The problem:
Render the material starting with the line that contains "For quality assurance, re-label every large" and going on through the line that contains "814 639 845 708" as a two-column CSV with the headers text and answer. Put each text and its answer together on one row, each in a single quoted field, with line breaks replaced by spaces.

-- BEGIN --

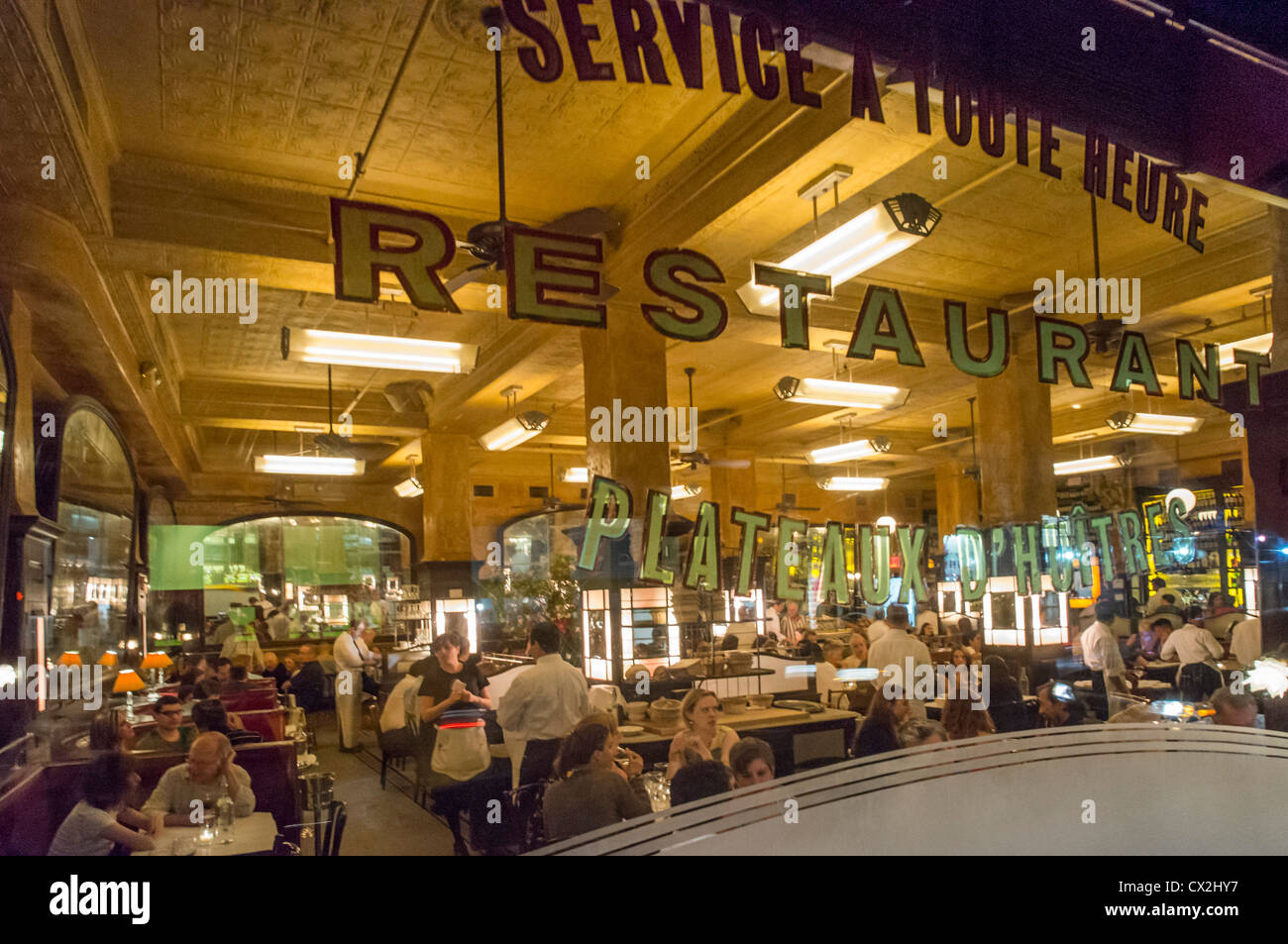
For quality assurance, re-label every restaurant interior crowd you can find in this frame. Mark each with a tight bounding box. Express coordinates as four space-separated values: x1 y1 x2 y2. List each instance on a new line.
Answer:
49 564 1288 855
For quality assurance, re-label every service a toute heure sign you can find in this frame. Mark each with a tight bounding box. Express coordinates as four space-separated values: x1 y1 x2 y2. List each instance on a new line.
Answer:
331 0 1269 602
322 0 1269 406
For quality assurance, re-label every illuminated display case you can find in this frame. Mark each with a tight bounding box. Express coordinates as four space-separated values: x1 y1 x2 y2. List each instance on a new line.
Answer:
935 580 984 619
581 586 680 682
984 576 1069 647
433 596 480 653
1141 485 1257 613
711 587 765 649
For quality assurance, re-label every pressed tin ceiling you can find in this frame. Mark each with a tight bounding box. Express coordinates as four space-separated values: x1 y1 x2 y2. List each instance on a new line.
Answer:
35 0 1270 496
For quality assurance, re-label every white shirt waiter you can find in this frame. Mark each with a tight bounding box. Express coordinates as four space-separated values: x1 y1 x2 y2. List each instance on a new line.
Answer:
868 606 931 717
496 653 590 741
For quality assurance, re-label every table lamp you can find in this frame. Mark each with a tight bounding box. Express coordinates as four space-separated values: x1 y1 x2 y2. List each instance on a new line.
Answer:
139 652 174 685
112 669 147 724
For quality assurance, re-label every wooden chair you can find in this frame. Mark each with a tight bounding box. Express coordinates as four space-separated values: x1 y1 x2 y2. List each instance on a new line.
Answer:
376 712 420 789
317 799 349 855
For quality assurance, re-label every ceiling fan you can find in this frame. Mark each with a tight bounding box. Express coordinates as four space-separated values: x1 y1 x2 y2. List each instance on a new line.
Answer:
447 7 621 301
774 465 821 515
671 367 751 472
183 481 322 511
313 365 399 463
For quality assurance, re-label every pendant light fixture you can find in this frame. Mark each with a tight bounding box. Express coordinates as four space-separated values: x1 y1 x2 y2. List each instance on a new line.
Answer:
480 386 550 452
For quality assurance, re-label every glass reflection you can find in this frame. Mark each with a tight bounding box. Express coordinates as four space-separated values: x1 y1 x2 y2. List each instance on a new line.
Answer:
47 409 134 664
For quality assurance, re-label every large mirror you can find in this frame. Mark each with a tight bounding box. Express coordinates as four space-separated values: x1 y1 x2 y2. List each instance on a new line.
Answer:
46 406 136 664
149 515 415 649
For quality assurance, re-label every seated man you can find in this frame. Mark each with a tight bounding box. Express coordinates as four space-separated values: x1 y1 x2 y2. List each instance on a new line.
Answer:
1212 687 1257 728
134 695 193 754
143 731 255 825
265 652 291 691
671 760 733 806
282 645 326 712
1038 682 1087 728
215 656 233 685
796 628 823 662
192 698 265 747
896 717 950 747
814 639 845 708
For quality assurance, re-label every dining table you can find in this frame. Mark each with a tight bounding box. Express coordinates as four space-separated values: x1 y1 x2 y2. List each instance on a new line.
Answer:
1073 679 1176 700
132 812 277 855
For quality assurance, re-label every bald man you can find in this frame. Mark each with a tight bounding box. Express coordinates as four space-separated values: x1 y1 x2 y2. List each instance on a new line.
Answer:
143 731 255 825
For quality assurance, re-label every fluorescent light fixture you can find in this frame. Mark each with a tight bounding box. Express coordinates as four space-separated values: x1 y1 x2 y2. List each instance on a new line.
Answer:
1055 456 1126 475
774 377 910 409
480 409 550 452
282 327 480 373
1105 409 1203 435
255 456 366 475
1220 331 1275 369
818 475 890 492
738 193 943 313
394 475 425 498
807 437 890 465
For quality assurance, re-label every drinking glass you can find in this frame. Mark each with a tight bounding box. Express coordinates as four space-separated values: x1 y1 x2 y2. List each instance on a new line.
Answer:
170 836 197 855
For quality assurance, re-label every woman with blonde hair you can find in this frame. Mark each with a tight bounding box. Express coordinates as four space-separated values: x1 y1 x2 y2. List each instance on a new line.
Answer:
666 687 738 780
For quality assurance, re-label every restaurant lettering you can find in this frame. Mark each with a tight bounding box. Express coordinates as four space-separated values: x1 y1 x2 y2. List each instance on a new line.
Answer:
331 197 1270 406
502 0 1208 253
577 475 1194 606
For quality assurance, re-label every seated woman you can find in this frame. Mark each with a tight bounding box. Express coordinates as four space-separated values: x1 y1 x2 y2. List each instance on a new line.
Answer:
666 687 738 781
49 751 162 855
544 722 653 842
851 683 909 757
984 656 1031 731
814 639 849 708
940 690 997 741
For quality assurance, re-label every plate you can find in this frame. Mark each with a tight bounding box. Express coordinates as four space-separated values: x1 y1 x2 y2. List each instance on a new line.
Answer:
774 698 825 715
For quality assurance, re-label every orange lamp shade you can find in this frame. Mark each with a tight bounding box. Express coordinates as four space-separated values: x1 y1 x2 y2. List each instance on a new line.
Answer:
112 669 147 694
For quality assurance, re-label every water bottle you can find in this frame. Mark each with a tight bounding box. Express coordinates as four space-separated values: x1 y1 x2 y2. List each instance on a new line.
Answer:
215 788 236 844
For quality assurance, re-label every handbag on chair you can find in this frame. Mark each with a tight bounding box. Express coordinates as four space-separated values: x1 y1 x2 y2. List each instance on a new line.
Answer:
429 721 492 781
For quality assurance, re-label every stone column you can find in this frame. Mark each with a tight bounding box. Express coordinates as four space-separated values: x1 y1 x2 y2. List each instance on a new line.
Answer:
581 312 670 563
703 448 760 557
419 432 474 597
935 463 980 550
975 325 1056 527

-- END --
-- BEGIN --

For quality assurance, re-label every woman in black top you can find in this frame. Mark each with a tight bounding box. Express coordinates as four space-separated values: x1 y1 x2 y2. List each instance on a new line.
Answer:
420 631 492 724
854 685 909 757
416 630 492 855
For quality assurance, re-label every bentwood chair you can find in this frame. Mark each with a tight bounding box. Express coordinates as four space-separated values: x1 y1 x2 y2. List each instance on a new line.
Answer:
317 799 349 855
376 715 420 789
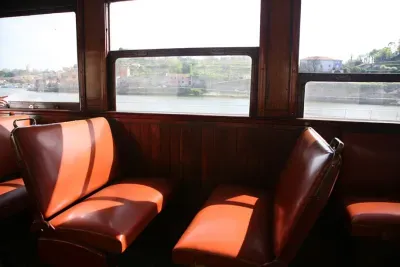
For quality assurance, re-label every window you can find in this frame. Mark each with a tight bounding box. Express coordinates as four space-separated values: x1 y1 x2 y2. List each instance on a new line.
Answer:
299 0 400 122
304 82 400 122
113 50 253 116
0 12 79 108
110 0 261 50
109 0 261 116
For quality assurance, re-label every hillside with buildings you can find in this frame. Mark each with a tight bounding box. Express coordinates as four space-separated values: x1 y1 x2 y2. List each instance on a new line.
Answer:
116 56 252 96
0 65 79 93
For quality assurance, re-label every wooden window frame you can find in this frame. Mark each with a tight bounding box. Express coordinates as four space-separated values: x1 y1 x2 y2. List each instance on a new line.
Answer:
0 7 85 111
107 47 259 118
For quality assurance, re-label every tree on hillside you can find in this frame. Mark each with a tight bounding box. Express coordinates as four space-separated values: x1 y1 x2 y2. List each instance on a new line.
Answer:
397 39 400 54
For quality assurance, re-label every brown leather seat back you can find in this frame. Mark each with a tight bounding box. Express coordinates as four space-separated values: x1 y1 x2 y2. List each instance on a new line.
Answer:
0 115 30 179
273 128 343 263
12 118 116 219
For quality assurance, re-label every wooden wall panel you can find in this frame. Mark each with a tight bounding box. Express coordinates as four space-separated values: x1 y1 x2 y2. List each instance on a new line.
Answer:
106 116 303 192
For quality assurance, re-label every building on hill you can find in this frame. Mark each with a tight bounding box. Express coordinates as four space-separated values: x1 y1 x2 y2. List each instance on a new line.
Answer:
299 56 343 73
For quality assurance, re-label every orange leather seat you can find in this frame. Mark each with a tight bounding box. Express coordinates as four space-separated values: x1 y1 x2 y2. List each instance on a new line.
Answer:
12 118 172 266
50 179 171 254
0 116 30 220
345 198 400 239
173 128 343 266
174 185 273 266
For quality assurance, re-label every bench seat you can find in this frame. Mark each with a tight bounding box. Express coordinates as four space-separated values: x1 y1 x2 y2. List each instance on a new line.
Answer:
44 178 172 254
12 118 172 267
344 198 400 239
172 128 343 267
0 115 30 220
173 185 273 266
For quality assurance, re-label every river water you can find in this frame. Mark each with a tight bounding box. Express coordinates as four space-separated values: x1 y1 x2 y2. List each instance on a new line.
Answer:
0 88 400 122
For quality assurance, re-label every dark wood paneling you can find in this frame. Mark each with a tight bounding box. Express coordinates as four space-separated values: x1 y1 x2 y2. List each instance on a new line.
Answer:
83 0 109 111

-- END --

Task output:
text,answer
"For quality assurance, re-label every large mirror you can find in this frame. Mark each with a tight bounding box. Express coordinates as four space-separated values: x1 y1 x2 y2. List each instance on a new line. Answer:","46 406 136 664 149 515 415 649"
"For quality assurance, re-label every seated man you can find in this frame. Mark each with a tight bounding box. Express coordinates as four space-separated values: x1 y1 x2 y2. List each instance on a new line. Answer:","1212 687 1257 728 134 695 193 754 143 731 255 825 265 652 291 691 671 760 733 806 282 645 326 712 1038 682 1087 728 215 656 233 685 796 628 823 662 192 698 265 747 896 717 950 747 814 639 845 708"